---------- Raw records

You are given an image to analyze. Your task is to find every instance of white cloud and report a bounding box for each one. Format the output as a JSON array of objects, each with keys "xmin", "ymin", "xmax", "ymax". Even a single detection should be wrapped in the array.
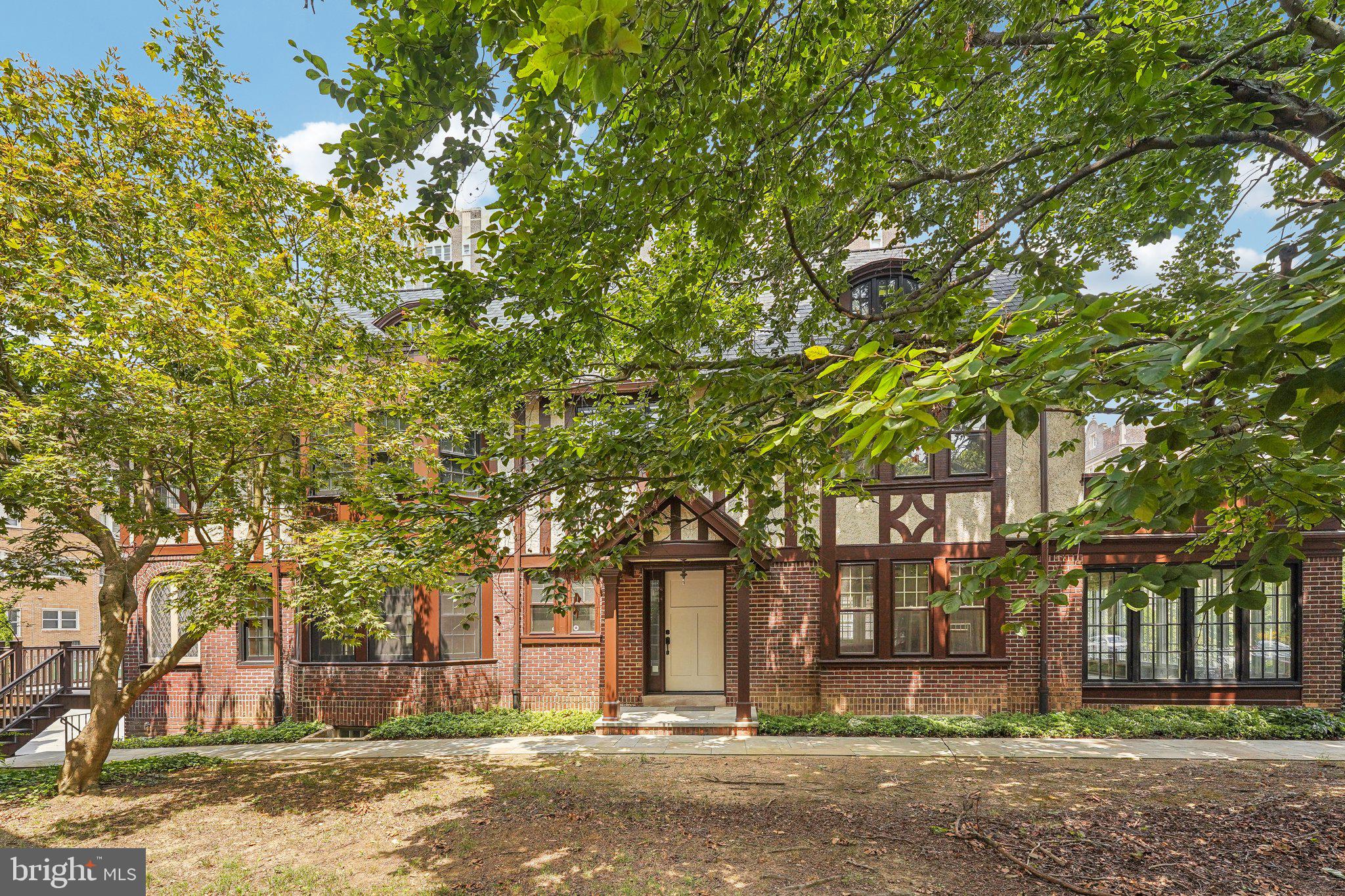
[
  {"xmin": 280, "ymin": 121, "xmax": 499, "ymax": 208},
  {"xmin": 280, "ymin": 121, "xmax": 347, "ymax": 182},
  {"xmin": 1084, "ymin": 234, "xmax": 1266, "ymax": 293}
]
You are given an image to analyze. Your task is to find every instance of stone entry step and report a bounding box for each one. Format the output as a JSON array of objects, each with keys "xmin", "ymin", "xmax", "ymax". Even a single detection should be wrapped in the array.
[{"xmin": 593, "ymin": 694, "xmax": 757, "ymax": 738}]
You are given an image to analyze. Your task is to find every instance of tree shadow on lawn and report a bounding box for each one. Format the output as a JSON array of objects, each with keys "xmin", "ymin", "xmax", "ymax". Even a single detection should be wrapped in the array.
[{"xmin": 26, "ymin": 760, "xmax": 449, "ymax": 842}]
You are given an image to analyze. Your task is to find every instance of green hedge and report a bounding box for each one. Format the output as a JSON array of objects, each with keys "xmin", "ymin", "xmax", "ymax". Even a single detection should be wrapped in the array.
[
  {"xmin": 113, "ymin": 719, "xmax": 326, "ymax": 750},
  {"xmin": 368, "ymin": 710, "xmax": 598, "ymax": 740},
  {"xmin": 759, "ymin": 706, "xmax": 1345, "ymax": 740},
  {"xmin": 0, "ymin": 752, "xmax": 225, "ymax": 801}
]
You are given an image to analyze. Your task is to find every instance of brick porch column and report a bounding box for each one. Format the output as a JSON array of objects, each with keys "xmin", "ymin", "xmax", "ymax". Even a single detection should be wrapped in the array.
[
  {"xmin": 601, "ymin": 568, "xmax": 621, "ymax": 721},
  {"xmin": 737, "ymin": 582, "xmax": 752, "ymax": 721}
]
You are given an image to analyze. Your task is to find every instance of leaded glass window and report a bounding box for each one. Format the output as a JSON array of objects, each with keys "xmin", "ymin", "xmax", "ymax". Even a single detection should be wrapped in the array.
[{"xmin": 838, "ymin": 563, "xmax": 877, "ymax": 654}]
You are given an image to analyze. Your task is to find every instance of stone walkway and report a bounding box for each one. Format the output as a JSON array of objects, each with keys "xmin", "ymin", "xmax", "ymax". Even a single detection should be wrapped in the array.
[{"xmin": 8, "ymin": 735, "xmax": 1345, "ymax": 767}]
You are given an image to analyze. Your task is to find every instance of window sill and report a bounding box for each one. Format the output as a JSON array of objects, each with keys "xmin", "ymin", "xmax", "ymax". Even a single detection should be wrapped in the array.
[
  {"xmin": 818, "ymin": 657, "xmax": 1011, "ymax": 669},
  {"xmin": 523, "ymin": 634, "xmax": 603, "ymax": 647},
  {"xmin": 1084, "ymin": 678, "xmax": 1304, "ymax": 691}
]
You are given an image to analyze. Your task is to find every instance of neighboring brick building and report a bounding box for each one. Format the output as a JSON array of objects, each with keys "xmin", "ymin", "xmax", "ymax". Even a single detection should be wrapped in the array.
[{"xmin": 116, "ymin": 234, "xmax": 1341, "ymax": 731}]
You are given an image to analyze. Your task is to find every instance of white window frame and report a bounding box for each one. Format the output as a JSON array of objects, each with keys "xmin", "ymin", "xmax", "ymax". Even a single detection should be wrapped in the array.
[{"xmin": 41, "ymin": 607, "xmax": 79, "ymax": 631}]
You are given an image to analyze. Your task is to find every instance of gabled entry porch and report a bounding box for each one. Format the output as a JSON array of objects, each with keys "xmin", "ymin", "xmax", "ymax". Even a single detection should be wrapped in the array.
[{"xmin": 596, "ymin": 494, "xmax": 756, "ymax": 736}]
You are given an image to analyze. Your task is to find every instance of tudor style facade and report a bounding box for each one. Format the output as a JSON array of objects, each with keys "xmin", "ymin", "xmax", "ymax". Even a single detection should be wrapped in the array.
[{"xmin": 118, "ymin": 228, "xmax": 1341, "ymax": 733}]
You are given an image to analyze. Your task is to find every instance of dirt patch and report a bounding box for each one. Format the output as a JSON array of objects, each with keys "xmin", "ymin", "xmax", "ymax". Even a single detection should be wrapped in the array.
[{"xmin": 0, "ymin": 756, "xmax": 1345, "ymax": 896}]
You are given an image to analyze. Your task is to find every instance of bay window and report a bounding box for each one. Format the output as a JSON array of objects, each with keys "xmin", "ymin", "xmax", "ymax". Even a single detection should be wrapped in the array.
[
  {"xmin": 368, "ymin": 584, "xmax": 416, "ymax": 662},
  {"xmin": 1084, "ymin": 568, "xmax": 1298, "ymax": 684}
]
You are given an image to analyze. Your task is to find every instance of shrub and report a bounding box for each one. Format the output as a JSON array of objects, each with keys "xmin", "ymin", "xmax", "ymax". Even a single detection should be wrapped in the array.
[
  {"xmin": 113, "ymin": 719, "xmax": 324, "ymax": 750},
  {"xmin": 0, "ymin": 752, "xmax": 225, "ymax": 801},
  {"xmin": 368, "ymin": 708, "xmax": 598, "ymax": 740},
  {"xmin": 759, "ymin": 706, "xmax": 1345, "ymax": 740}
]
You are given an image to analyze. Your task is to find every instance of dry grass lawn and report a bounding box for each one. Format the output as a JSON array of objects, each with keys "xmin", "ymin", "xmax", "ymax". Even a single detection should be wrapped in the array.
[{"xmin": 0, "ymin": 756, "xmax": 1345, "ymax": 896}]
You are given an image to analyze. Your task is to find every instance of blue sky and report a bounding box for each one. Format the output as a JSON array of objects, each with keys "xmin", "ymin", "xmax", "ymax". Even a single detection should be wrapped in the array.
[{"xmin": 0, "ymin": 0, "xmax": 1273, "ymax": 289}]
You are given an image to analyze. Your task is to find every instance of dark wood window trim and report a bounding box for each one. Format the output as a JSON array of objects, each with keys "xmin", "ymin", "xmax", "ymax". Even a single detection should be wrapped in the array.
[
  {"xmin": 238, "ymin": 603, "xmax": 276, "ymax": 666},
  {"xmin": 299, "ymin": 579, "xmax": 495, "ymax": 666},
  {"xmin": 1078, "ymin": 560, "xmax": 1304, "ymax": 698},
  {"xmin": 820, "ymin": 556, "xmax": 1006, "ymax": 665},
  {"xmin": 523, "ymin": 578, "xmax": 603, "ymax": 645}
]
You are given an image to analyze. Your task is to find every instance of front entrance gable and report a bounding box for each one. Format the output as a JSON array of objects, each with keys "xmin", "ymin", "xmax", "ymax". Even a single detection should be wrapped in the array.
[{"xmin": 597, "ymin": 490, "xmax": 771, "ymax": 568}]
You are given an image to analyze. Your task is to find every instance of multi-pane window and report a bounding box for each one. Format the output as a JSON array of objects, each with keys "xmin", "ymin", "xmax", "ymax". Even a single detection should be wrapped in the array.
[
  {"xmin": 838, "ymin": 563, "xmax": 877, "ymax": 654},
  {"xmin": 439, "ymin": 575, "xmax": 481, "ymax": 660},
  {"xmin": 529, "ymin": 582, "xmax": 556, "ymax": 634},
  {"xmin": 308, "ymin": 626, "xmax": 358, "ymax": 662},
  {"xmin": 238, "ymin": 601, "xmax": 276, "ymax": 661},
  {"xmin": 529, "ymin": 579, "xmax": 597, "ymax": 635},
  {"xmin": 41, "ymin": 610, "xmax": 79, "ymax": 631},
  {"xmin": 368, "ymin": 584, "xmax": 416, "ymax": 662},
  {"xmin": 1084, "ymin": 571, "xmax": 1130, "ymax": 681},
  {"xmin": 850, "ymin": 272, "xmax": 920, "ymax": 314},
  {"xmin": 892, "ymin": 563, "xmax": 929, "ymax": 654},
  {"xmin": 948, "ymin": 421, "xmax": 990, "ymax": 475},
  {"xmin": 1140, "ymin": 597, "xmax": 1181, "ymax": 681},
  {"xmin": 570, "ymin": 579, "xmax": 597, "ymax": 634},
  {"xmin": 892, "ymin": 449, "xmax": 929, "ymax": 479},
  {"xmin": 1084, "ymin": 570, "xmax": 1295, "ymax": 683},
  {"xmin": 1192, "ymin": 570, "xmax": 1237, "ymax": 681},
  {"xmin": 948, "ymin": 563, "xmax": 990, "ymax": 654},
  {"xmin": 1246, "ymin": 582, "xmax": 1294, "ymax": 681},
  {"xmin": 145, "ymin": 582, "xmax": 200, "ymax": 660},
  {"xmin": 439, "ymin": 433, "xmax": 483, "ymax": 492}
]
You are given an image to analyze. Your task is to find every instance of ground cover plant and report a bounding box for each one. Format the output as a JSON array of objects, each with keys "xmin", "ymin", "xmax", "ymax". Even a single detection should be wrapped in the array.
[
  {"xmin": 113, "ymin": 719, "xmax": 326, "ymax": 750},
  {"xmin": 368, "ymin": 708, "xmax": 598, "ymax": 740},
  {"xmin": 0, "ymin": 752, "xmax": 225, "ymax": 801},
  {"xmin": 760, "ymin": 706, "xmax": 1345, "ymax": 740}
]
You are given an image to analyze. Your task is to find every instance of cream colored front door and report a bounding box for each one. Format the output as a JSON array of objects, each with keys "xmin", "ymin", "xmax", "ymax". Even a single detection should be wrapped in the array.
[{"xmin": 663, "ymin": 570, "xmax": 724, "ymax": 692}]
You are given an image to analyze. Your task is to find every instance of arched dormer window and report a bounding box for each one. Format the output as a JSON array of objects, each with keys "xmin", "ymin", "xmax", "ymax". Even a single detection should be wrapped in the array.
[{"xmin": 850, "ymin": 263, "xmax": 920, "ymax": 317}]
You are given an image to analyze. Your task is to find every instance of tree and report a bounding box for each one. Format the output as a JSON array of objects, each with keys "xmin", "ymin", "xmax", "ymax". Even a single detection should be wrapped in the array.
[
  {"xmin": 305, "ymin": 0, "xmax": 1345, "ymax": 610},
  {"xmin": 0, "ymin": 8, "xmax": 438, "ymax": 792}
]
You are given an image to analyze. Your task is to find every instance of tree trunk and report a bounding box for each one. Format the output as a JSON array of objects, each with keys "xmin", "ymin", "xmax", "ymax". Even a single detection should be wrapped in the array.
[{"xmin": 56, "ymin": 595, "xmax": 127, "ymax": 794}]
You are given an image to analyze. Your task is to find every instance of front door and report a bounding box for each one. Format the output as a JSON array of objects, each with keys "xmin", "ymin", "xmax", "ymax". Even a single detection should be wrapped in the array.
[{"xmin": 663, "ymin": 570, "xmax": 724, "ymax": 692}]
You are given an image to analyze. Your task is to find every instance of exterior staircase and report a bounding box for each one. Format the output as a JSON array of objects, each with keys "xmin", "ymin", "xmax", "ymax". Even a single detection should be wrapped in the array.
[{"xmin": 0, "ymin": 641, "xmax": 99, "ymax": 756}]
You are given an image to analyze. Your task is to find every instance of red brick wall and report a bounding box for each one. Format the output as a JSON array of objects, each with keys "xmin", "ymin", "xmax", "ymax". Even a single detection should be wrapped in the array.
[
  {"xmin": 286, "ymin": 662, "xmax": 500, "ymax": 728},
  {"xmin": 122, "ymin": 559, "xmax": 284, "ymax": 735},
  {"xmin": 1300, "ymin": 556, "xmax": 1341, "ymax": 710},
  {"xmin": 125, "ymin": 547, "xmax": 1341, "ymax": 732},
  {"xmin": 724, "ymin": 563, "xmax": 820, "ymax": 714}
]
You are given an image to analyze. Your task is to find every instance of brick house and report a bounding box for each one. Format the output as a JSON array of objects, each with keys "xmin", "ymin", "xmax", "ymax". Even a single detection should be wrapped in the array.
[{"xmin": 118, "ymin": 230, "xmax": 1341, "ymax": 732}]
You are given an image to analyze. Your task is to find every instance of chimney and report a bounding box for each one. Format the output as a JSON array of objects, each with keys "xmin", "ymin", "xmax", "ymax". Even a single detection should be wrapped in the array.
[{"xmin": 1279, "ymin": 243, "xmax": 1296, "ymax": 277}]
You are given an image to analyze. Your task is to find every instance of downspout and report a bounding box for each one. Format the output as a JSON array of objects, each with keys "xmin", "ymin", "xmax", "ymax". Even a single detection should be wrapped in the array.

--------------------

* Do this:
Reproduce the rows above word for word, covering the stretch from the line containing "instance of red" through the end of the rows.

* Exercise result:
You are given an image to analyze. Your task is to find every instance of red brick wall and report a bounding box for each one. Format the output as a JSON array of objects, each with keys "xmin", "ymin", "xmax", "ymax". Even a single detection should be wrapped in the array.
[
  {"xmin": 286, "ymin": 662, "xmax": 500, "ymax": 728},
  {"xmin": 122, "ymin": 559, "xmax": 284, "ymax": 735},
  {"xmin": 1300, "ymin": 556, "xmax": 1341, "ymax": 710},
  {"xmin": 125, "ymin": 547, "xmax": 1341, "ymax": 732},
  {"xmin": 724, "ymin": 563, "xmax": 820, "ymax": 714}
]
You are given an image to analyze. Your task is to find every instance of brick house and report a bounding box for each one. Format the output as a JSON array of objects, each with keys "xmin", "ymin", "xmax", "ymax". Even a single detection should be wrapped in the array.
[{"xmin": 118, "ymin": 230, "xmax": 1341, "ymax": 732}]
You are given an image to analyze. Your task is to find every instance of chimney and report a bounding box for each one. Format the output as a JSON array of objects, each with keys "xmin", "ymin", "xmax", "ymax". Even a single detection should be wrapped in the array.
[{"xmin": 1279, "ymin": 243, "xmax": 1296, "ymax": 277}]
You are given an image to analyze. Your task is to find every instance of downspout and report a bounding box for each one. Format the output as a JSON array of objects, each with keys "xmin", "ymin", "xmax", "ymax". Even a single detection should be wrapped in the array.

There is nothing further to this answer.